GIVEN RECORDS START
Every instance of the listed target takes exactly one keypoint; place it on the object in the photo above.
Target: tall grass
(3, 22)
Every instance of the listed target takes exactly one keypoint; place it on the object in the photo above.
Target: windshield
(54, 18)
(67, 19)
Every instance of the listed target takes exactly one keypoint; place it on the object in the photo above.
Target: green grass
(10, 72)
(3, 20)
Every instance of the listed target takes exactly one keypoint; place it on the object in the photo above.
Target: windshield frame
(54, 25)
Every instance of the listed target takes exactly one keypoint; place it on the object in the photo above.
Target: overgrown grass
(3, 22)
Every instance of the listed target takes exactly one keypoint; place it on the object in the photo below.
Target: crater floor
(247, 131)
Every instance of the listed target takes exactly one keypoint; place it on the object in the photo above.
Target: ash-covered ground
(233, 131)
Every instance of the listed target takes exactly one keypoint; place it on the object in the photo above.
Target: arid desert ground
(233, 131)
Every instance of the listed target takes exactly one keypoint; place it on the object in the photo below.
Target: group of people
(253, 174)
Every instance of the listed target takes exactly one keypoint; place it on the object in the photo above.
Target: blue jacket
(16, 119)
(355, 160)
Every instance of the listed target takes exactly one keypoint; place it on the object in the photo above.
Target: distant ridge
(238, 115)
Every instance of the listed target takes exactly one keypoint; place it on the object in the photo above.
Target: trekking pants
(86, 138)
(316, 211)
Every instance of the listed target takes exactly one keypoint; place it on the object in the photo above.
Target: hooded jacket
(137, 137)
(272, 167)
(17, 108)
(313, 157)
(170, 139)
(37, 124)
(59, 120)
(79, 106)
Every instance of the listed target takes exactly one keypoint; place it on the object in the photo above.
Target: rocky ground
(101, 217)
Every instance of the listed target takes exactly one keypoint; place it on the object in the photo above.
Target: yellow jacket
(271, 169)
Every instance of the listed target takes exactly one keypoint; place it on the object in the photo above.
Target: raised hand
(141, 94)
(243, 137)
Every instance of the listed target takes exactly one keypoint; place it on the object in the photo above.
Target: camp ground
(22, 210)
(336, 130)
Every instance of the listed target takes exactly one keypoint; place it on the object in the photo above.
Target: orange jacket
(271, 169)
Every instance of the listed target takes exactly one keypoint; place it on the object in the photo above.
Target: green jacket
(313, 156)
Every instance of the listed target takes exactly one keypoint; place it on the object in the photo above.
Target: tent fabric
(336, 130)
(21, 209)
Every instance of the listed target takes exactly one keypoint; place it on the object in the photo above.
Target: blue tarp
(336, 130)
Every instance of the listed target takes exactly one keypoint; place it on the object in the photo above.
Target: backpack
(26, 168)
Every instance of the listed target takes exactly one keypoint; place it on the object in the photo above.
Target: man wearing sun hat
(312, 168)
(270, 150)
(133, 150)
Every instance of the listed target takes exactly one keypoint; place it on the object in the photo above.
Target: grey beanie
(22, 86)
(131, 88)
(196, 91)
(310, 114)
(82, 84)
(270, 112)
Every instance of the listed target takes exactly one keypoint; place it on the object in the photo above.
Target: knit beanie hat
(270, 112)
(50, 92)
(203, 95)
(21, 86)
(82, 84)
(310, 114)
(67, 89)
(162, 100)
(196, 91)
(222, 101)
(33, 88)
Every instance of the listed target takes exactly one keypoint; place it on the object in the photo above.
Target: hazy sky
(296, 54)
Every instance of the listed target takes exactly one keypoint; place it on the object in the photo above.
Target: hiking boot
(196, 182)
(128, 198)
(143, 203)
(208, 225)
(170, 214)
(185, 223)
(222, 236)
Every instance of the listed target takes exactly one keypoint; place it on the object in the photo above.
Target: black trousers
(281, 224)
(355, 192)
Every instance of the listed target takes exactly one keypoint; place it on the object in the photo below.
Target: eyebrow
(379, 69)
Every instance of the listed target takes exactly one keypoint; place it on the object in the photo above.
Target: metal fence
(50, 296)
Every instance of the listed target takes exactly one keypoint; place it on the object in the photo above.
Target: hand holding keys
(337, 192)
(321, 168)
GIVEN RECORDS END
WORK ITEM :: Write the records again exactly as they stand.

ANSWER BELOW ::
Every instance of the listed target takes exactly one keypoint; place it on the object in the photo above.
Target: tall grass
(3, 22)
Every instance of the listed target takes exactly one keypoint; place it on the object in the photo above.
Target: windshield
(54, 18)
(67, 19)
Every instance of the listed target takes exactly one keypoint; place it on the object in the photo above.
Target: green grass
(10, 72)
(3, 20)
Every instance of the listed target takes exactly one keypoint; place it on the object in the photo above.
Target: windshield frame
(54, 25)
Every instance of the listed target takes exactly one keypoint; place it on the object in the photo above.
Target: overgrown grass
(3, 22)
Every instance of the listed target takes exactly one keypoint; place it on the object in the photo below.
Target: crater floor
(247, 131)
Every instance of the listed target takes exactly one keypoint; place it on the object in the photo above.
Target: ash-covered ground
(233, 131)
Every instance of the listed target takes exactly one keypoint; place it on the object in the photo above.
Target: arid desert ground
(233, 131)
Every instance of the listed target takes exactly one keypoint; place it on the object in the photo below.
Target: group of people
(253, 174)
Every instance of the listed target takes exactly one keypoint; place it on the object in the photo above.
Target: blue jacket
(16, 119)
(355, 160)
Every instance of the listed target takes exactly one keypoint; place it on the object in the photo above.
Target: distant ridge
(238, 115)
Every instance of the listed target takes exactly one keypoint; place it on the object in the photo above.
Target: trekking pants
(86, 138)
(316, 211)
Every instance of the listed target takes exactly one keypoint; place it on the object in the photo above.
Target: hooded jacket
(137, 137)
(272, 167)
(17, 108)
(313, 157)
(170, 139)
(37, 124)
(59, 120)
(79, 106)
Every instance of the listed target takes exactly one keypoint; place it on the object in the photo above.
Target: rocky ground
(101, 217)
Every instance of the listed target takes exactly one keypoint; place it on the object in the photo above.
Target: yellow jacket
(271, 169)
Every instance of the listed target takes exactly one keypoint; place it on the object in the photo above.
Target: raised hand
(141, 94)
(243, 137)
Every instance of the listed target takes exactly one keypoint; place it on the object in the photo above.
Target: camp ground
(22, 210)
(336, 130)
Every instance of the listed target takes exactly one keypoint; place it on the object in the photo above.
Target: orange jacket
(271, 169)
Every instance of the listed target takes exactly one keypoint; place it on the object in the photo above.
Target: green jacket
(313, 156)
Every instance of the listed target takes exactly one keypoint; place it on the object in the photo above.
Target: tent fabric
(336, 130)
(21, 209)
Every instance of the listed target takes exactly one keypoint; place it on the object in the photo above.
Target: blue tarp
(336, 130)
Every instance of the listed target takes exactly one keypoint; place it on the object in the photo above.
Target: backpack
(26, 168)
Every instance of the listed target takes exactly one keypoint; place it on the object in the photo above.
Target: man wearing sun hat
(312, 168)
(270, 150)
(133, 150)
Every instance of the listed target takes exactly one keypoint; place it on the object in the photo above.
Target: grey beanie
(22, 86)
(131, 88)
(196, 91)
(310, 114)
(82, 84)
(270, 112)
Every instance of the listed target takes exactly one keypoint; place it on the object in the photo above.
Target: knit beanie hat
(270, 112)
(50, 92)
(203, 95)
(21, 86)
(82, 84)
(310, 114)
(67, 89)
(162, 100)
(196, 91)
(222, 101)
(33, 88)
Every instance of the listed target takes exactly one keypoint; place it on the object in the photo above.
Target: hazy sky
(296, 54)
Every instance of the listed target takes exactly one keypoint; place it on the object in the photo above.
Target: hiking boot
(196, 182)
(128, 198)
(143, 203)
(208, 225)
(170, 214)
(185, 223)
(222, 236)
Every instance of the listed target takes exactly one keypoint; place it on the object in the photo above.
Target: black trousers
(281, 224)
(355, 192)
Every instance of the listed target takes exactly one keypoint; place it on the object in the photo below.
Target: eyebrow
(379, 69)
Every instance of the listed target takes exactly one keypoint; place it on the object in the photo above.
Target: metal fence
(50, 296)
Every instance of the listed target takes exactly one keypoint; place it on the object in the photo above.
Target: hand holding keys
(337, 192)
(321, 168)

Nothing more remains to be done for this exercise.